● **Source document**:
— Begin —

There are 2 basic positions for adjectives:

  1. Adjective Before Noun
  2. Adjective After Verb
1 I have a big dog.    
2     Snow is white.

Adjective Before Noun

We often use more than one adjective before the noun:

  • I like big black dogs.
  • She was wearing a beautiful long red dress.

What is the correct order for two or more adjectives?

1. First of all, the general order is:

opinion, fact

"Opinion" is what you think about something. "Fact" is what is definitely true about something.

  • a lovely new dress (not a new lovely dress)
  • a boring French film (not a French boring film)

2. The "normal" order for fact adjectives is

size, shape, age, colour / origin / material / purpose

  • a small 18th-century French coffee table
  • a rectangular black wooden box

3. Determiners usually come first, even though some grammarians regard them as fact adjectives:

  • articles (a, the)
  • possessives (my, your...)
  • demonstratives (this, that...)
  • quantifiers (some, any, few, many...)
  • numbers (one, two, three)

Note that when we want to use two colour adjectives, we join them with "and":

  • Many newspapers are black and white.
  • She was wearing a long, blue and yellow dress.

— End —

Update the stretch of the adjective lesson from "There are 2" through "big black dogs." by putting "Milk" in place of "Snow", and write out that revised passage.

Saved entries
— Begin —

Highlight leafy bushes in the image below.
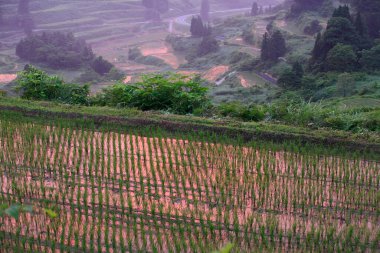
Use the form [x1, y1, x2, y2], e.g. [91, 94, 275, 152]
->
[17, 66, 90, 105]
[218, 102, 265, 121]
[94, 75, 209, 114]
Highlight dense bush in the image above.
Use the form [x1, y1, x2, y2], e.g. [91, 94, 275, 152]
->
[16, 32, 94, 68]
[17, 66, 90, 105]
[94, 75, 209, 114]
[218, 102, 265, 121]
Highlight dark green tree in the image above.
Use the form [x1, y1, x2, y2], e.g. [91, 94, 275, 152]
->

— End —
— Begin —

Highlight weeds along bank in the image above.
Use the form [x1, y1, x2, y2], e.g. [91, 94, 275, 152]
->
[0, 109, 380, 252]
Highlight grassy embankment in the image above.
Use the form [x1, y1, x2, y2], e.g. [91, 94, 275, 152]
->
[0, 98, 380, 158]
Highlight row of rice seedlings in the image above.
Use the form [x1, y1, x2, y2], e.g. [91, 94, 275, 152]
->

— End —

● **Answer below**:
There are 2 basic positions for adjectives:

  1. Adjective Before Noun
  2. Adjective After Verb
1 I have a big dog.    
2     Milk is white.

Adjective Before Noun

We often use more than one adjective before the noun:

  • I like big black dogs.